I refer to the ongoing situation at the handsome brick-and-timber building at 660 Third St.

The building owners said there was no loading dock at the building -- but we found one pretty easily
The building owners said there was no loading dock at the building — but we found one pretty easily

As we most recently reported, on April 4 the Planning Department sent the building’s owner, the multinational industrial liquidator, Orb Partnership/Rabin Worldwide, locally run by the Rabin family for more than 60 years, a Notice of Violation (NOVP) for failing to evict the office users on the first two floors of the building and to seek light industrial tenants for the space, as per the conditions imposed by the Planning Commission on September 11, 2014.

In the mid-Nineties the Rabins had illegally converted the industrially zoned building into offices (for almost a decade, it housed the headquarters of Wired).

That’s a common practice in San Francisco and a major factor in the drastic shrinkage of the city’s blue-collar jobs and in the dire shortage of light manufacturing space, which has been well publicized by SFMade.

In May 2013, the Rabins asked the city to legalize retroactively the conversion of 660 Third into offices. The Planning Commission, however, said that only the top two floors could remain offices; the bottom two would retain their official PDR zoning.

That was last September.

As of late April, the bottom two floors were still occupied by office users, including the building’s property manager, Polatnick Properties.

The city cracks down; nothing happens

Hence the Notice of Violation. The Rabins had 15 days from the April 2 date of the notice either to correct the violation or to appeal the NOVP, after which they would incur fines of up to $250 a day. The Planning Department had already charged them a fee of $1,238 for Time and Materials to cover the cost of correcting the Planning Code violations.

To my astonishment, the owners didn’t pay the fines. Instead, they appealed the Notice of Violation and asked the city’s Zoning Administrator, Scott Sanchez, to hold a hearing on at which they could present information to demonstrate why they believed the Notice had been issued in error.

The hearing, a publicly noticed event, took place on the afternoon of May 19 around a conference table in a small meeting room in the Planning Department.

Items pointing to named objects:
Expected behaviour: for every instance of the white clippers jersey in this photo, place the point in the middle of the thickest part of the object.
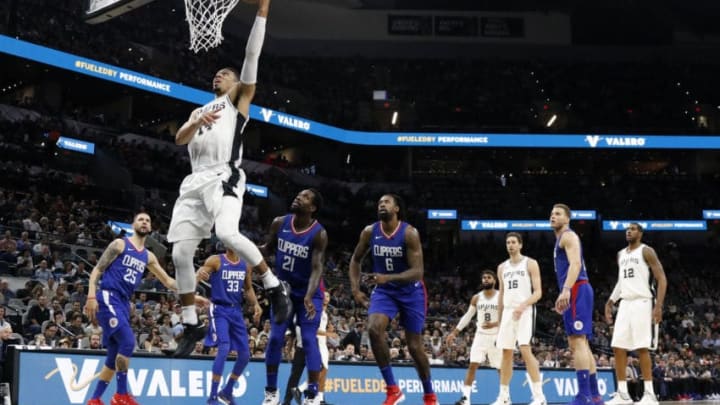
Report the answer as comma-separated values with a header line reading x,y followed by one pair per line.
x,y
220,143
487,311
634,276
518,285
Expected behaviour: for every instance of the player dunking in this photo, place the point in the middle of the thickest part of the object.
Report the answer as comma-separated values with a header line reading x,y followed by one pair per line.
x,y
640,312
485,305
212,193
120,271
299,242
575,303
520,289
229,277
398,272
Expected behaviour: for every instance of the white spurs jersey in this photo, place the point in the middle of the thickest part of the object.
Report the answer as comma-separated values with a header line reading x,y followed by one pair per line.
x,y
487,311
517,287
221,142
634,276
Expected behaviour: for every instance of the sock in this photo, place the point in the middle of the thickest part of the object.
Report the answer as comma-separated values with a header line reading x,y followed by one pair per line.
x,y
593,385
648,387
100,389
311,391
466,389
388,375
227,390
189,315
536,389
272,381
583,377
427,386
213,389
121,382
269,280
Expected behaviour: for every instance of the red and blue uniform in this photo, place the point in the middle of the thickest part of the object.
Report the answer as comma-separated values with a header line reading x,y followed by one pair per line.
x,y
578,317
389,256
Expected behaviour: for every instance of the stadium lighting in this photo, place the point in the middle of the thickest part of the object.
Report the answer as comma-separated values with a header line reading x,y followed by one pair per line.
x,y
551,121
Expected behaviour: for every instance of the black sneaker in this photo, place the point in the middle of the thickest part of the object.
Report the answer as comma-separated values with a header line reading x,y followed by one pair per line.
x,y
191,334
280,302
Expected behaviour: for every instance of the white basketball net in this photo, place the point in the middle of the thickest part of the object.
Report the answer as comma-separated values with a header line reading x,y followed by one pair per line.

**TASK INSTRUCTIONS**
- 1) According to the 660 Third St. passage, why did the Planning Department send the building's owner a Notice of Violation? Answer in one to three sentences.
- 2) Go on with the 660 Third St. passage, starting after its last sentence.
The items are not needed for this work.

**ANSWERS**
- 1) The Planning Department issued the Notice of Violation because the owner, Orb Partnership/Rabin Worldwide, had not evicted the office users on the first two floors or sought light industrial tenants for that space. The Planning Commission's conditions of September 11, 2014 required both. Under those conditions, only the top two floors could remain offices, and the bottom two kept their official PDR zoning.

- 2)
Twelve people attended:

Planning staff

  • Zoning Administrator Scott Sanchez
  • Sanchez’s assistant Dario Jones
  • three members of the city’s Code Enforcement Team

Manager Christine Haw

Planner Chaska Berger, who oversees the Southwest Quadrant of the city

Matthew Dito

  • Planner Rich Sucré, who presented 660 Third to the Historic Preservation and Planning Commissions

Representatives of Rabin Worldwide

  • Daniel Rabin
  • Ariel Rabin

Attorneys representing the Rabins

  • James Reuben, principal at the law firm of Reuben, Junius & Rose
  • Ruben’s colleague David Silverman, who represented the owners before the Historic Preservation Commission and the Planning Commision

Members of the public

  • SoMa Leadership Council President Jim Meko
  • Myself

As Sanchez noted at the start, Zoning Administrator hearings are relatively informal affairs. There are time limits on comment—the project sponsor had five minutes to make a presentation and three minutes for a rebuttal. But people were also allowed to interject brief replies and comments—which they did, occasionally to eyebrow-raising effect.

The hearing followed two threads. One dealt with the Rabins’ appeal. At Sanchez’s invitation, Reuben set forth their case.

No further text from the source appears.